**Exercice à faire:** Recopiez mot pour mot le passage du texte sur l’hommage aux trois disparus, en commençant par « Après la cérémonie, les » et en allant jusqu’à « CHATEL en Maurienne. ».

+++ Texte à lire +++

A leur tour, les familles des trois disparus pénètrent dans l’église, suivies d’importantes délégations. Le Préfet GRIMAUD, entouré de hautes personnalités, prend place aux côtés des familles. Le chanoine MARTEL, curé-archiprêtre de l’église St Louis célèbre la messe et l’absoute. Il prononce une allocution faîte de l’exaltation de l’esprit de sacrifice.
Après la cérémonie, les trois cercueils, drapés de tricolores, sont déposés sur le parvis au moment où dans le ciel passe cinq avions de l’Aéro-club du Dauphiné en formation d’honneur. Un nombre impressionnant de« montagnards », massés sous le porche de St Louis, tous spécialistes ou bons connaisseurs des périls de la montagne, font autour du triple catafalque la plus impressionnantes des cohortes d’honneur..
Le Capitaine WATTEBLED est inhumé à Saint-Maure-des-Fossés, dans la banlieue parisienne,
Francis ARNAUD dort au petit cimetière alpin de Saint-Paul-en-Ubaye où il est né. François FALQUET inhumé dans un premier temps à CORENC repose désormais au CHATEL en Maurienne.

Inauguration de la stèle commémorative
Douze mois ont passé… Trois morts héroïques, funérailles solennelles à GRENOBLE… Leurs chefs, leurs camarades n’ont pas plus oublié ce drame endeuillant les malheureuses familles. Nous sommes le 23 août 1964 et ce matin tous se réunirent autour d’une stèle très belle, très simple,
nimbée par un drapeau tricolore, un bloc de granit de l’Oisans qui supporte une dalle de marbre : « Ici sont tombés… ».

+++ Extraits des données +++

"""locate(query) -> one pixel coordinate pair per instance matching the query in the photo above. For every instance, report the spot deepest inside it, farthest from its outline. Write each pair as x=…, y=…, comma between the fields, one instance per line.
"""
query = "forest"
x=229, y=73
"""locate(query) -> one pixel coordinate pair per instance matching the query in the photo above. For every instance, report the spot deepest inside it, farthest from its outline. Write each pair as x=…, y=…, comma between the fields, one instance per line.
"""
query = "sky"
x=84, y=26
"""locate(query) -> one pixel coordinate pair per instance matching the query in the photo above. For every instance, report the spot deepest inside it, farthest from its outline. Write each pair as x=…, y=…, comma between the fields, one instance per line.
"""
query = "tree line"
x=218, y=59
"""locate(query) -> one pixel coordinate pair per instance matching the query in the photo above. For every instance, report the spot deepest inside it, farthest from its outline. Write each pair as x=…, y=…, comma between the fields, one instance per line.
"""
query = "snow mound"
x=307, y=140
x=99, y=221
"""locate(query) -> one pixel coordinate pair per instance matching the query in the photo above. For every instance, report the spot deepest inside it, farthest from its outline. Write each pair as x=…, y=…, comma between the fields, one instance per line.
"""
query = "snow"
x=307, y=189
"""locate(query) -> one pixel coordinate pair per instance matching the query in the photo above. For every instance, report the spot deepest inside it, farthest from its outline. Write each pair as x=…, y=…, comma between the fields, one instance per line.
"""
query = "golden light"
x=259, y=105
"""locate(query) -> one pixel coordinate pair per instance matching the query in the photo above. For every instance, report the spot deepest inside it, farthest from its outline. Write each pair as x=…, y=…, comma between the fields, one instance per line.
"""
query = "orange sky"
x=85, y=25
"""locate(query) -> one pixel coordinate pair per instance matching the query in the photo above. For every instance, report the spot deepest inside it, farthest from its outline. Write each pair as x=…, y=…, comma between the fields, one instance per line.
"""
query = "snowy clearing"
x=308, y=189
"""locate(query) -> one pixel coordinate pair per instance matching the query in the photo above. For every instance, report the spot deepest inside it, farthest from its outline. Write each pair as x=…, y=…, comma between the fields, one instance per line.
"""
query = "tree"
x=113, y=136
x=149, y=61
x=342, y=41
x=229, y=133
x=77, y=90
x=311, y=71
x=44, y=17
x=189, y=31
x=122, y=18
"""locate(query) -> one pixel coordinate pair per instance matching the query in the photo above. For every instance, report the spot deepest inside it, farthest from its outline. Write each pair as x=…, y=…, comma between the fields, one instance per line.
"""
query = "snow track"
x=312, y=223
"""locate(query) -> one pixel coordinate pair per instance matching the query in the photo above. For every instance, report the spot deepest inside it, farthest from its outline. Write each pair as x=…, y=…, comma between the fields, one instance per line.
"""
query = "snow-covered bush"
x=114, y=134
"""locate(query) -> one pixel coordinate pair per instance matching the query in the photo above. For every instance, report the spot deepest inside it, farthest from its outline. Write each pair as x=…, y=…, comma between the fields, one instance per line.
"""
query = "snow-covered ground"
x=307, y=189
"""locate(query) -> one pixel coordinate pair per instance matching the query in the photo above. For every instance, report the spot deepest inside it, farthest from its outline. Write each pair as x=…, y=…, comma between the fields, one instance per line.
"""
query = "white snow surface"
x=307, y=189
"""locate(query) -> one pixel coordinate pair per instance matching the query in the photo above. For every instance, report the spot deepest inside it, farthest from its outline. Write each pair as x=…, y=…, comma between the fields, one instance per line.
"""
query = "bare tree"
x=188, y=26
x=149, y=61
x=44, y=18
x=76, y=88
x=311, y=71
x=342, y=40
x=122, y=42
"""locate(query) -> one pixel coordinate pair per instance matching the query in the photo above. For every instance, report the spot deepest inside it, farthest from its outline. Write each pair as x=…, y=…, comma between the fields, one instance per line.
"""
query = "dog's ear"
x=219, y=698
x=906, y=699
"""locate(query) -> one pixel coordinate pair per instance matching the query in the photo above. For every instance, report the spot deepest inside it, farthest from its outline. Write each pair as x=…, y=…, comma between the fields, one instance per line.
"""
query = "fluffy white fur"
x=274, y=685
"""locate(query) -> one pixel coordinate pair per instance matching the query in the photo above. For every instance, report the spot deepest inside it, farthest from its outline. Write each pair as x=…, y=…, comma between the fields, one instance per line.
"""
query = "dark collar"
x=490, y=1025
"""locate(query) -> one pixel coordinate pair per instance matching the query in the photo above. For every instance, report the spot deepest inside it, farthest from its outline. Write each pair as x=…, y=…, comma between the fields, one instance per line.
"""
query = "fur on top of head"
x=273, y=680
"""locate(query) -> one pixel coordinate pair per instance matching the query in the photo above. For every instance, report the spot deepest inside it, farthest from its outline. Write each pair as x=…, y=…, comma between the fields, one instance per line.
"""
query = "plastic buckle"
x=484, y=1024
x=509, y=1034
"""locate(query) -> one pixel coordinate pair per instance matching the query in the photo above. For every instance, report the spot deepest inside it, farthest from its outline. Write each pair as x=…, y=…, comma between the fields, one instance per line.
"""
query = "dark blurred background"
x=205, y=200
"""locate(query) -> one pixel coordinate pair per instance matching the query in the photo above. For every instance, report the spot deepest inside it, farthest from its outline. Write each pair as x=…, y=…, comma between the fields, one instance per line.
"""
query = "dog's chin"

+++

**Réponse attendue:**
Après la cérémonie, les trois cercueils, drapés de tricolores, sont déposés sur le parvis au moment où dans le ciel passe cinq avions de l’Aéro-club du Dauphiné en formation d’honneur. Un nombre impressionnant de« montagnards », massés sous le porche de St Louis, tous spécialistes ou bons connaisseurs des périls de la montagne, font autour du triple catafalque la plus impressionnantes des cohortes d’honneur..
Le Capitaine WATTEBLED est inhumé à Saint-Maure-des-Fossés, dans la banlieue parisienne,
Francis ARNAUD dort au petit cimetière alpin de Saint-Paul-en-Ubaye où il est né. François FALQUET inhumé dans un premier temps à CORENC repose désormais au CHATEL en Maurienne.